[Exercise task]
Copy the records again from their start through the line with "[444, 129, 507, 180]", including that line, and move every box coordinate in the answers up by 138. Keep the requests as they are, sample box included, and leave out the pictures.

[Records for this task]
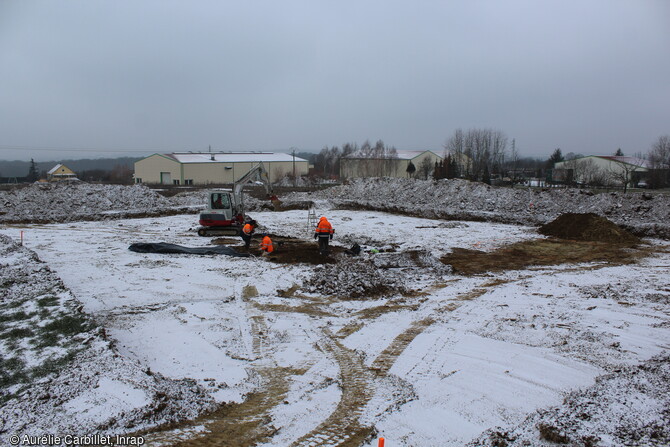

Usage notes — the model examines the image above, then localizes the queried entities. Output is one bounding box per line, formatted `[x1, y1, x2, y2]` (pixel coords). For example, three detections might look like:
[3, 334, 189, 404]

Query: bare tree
[417, 157, 434, 180]
[647, 135, 670, 188]
[444, 129, 507, 180]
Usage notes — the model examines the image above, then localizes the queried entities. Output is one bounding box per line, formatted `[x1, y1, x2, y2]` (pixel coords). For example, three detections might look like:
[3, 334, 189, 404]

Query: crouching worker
[240, 220, 257, 249]
[261, 234, 275, 256]
[314, 216, 335, 255]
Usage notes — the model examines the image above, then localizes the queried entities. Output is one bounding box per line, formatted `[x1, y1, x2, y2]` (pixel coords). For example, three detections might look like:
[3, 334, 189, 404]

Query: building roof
[162, 152, 307, 163]
[47, 163, 63, 175]
[596, 155, 652, 169]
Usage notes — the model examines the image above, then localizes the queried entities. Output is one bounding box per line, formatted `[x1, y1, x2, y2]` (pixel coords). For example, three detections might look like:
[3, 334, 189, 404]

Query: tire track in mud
[291, 280, 507, 447]
[291, 329, 374, 447]
[146, 281, 507, 447]
[144, 315, 306, 447]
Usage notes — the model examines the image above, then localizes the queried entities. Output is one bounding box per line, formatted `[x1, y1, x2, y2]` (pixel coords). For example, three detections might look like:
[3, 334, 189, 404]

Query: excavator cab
[198, 189, 244, 236]
[198, 162, 281, 236]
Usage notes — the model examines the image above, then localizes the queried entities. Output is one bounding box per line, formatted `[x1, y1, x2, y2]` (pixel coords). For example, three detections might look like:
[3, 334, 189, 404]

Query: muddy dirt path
[146, 272, 560, 447]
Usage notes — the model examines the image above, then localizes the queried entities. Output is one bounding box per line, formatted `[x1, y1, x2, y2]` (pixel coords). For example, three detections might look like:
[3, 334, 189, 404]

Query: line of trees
[314, 140, 400, 178]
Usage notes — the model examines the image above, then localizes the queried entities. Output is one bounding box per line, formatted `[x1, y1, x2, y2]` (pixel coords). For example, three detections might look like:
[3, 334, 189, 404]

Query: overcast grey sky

[Result of this task]
Usage notes — the model examines the image above, then localizes the queried entities. Output is one bounding box per line, formatted `[x1, y1, x2, y2]` (pixel coords). For example, three detections might look like:
[3, 334, 189, 404]

Query: bare tree
[555, 295, 572, 318]
[785, 273, 808, 326]
[582, 267, 645, 318]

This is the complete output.